Text extract
☆ ☆ ☆ ☆ ☆
Issue No. 3 – To what relief is the Federation entitled?
[45] Based on the outcome under Issue Nos. 1 and 2, the Federation is entitled to (a) a declaration that the Posts are unlawfully defamatory of the Federation, and (b) an order requiring Mr. Ireland to remove the Posts from his social media platform.
[46] The Federation asks the court to permanently enjoin Mr. Ireland from publishing or otherwise communicating, whether in writing or verbally, statements such as or similar to those made in the Posts. To determine whether it would be reasonable to impose a permanent injunction, I consider Mr. Ireland’s conduct over time, including in the context of this proceeding:
- Eleven of the Posts pre-date February 13, 2023 – the date on which Mr. Ireland was personally served with the libel notice;
- After being served with the libel notice, and before receiving a second copy of the libel notice by email from the Federation’s lawyer on March 5, 2023, Mr. Ireland published three of the Posts; and
- After being served with the notice of application, on March 20, 2023, Mr. Ireland published the six most recent of the 20 posts.
[47] In response to the libel notice and the notice of application, Mr. Ireland did not cease the campaign he began in July 2021. Instead, he continued the campaign, posting nine of the 20 posts in roughly three months during the first half of 2023 (from late February to mid-May 2023).
[48] I also consider Mr. Ireland’s communication with the Federation’s lawyer before the commencement of and during this proceeding. For example, in the spring of 2023, the Federation’s lawyer sent a copy of the notice of application to Mr. Ireland by email. In the cover email, the Federation’s lawyer informs Mr. Ireland that efforts are being made to schedule the hearing of the application on a date in June 2023.
[49] Mr. Ireland responds to the Federation’s lawyer by email, with an email including the following content (reproduced as it appears in the original):
That’s fine by me
I’ll have the criminal charges for the past and current Dufferin Grey ATV Club Inc. executives, past Central Ontario ATV
Club executives, current executives of Renfrew ATV Club, also past and current executive of Nation Valley ATV Club
plus the current Ontario Federation of ATV Clubs executives executed shortly.
☆ ☆ ☆ ☆ ☆
Provided material
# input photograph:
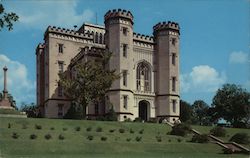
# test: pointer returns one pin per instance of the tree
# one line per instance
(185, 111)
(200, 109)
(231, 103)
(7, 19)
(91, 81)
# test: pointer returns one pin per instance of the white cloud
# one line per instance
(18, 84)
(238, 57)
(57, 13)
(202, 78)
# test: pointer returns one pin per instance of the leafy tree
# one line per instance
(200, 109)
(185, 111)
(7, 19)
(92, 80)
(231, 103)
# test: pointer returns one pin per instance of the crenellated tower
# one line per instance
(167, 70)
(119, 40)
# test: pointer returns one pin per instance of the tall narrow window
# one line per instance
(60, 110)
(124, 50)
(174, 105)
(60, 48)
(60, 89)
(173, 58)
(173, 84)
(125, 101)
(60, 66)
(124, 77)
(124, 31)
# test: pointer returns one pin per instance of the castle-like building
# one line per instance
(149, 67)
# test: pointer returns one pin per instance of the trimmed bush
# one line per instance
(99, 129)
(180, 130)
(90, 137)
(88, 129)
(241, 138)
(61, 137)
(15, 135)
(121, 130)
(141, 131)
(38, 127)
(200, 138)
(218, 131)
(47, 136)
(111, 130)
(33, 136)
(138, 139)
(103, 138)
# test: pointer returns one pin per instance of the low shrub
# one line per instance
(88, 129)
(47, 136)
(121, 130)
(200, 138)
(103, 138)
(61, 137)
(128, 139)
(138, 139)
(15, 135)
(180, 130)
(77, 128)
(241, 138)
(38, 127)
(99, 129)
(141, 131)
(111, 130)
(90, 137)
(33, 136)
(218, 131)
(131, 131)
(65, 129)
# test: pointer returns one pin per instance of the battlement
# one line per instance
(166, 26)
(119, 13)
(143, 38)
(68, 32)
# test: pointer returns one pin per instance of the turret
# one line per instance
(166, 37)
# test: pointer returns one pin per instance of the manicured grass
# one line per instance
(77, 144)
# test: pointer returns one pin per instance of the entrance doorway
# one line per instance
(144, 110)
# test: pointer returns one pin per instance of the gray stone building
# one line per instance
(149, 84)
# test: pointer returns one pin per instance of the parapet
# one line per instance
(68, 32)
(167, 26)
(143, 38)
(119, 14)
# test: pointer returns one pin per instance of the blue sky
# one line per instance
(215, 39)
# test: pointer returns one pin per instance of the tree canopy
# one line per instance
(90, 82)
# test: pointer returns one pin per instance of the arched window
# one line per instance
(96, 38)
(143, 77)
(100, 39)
☆ ☆ ☆ ☆ ☆
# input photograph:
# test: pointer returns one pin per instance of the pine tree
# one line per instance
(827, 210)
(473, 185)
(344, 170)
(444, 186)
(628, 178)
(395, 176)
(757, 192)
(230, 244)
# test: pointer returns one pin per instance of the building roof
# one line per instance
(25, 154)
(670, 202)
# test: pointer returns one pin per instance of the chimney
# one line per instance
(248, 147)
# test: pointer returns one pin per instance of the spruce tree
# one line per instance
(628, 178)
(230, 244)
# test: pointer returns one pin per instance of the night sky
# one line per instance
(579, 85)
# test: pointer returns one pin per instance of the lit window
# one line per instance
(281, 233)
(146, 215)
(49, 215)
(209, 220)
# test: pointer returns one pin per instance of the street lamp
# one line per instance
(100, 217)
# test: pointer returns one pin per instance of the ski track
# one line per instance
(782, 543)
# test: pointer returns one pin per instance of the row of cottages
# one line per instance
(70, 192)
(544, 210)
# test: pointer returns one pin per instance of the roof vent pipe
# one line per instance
☆ ☆ ☆ ☆ ☆
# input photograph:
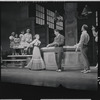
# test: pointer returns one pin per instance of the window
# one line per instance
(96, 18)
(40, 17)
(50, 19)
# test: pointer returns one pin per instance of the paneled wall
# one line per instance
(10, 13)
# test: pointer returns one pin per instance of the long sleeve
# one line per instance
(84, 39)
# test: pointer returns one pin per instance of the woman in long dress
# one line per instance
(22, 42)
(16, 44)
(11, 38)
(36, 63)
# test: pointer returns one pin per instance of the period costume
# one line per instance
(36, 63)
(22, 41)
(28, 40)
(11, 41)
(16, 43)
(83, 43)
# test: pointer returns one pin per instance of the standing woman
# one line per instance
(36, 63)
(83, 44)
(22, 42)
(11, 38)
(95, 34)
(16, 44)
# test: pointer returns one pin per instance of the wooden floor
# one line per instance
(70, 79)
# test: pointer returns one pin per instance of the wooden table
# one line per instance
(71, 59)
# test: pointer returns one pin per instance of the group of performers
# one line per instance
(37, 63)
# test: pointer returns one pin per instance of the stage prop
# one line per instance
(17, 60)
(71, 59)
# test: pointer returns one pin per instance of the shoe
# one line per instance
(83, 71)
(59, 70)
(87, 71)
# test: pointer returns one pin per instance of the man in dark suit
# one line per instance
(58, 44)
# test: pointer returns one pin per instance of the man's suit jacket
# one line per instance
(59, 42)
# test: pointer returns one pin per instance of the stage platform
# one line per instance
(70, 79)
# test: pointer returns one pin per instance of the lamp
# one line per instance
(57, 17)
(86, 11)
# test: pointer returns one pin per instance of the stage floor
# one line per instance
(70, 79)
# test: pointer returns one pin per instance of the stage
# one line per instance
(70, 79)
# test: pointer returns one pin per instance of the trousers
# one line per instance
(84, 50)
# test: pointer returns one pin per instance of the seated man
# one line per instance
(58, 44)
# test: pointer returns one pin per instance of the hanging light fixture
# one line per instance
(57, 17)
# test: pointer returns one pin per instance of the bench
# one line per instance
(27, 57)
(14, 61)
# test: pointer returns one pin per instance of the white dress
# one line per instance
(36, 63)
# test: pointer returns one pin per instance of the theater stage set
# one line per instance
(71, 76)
☆ ☆ ☆ ☆ ☆
Aim 1
Using the court ruling extract above, decide whether each statement agrees with it. Answer yes or no for each, and quote the deciding words.
(a) Mr. Ireland was personally served with the libel notice on February 13, 2023.
(b) Mr. Ireland published no further posts after being served with the notice of application.
(c) The Federation's lawyer said the hearing was being scheduled for a date in July 2023.
Aim 2
List every ATV organization named in Mr. Ireland's email in the court ruling extract.
Aim 3
According to the court ruling extract, when did Mr. Ireland begin his campaign?

Reply 1
(a) Yes: "February 13, 2023 – the date on which Mr. Ireland was personally served with the libel notice"
(b) No: "After being served with the notice of application, on March 20, 2023, Mr. Ireland published the six most recent of the 20 posts."
(c) No: "efforts are being made to schedule the hearing of the application on a date in June 2023."

Reply 2
- Dufferin Grey ATV Club Inc.
- Central Ontario ATV Club
- Renfrew ATV Club
- Nation Valley ATV Club
- Ontario Federation of ATV Clubs

Reply 3
July 2021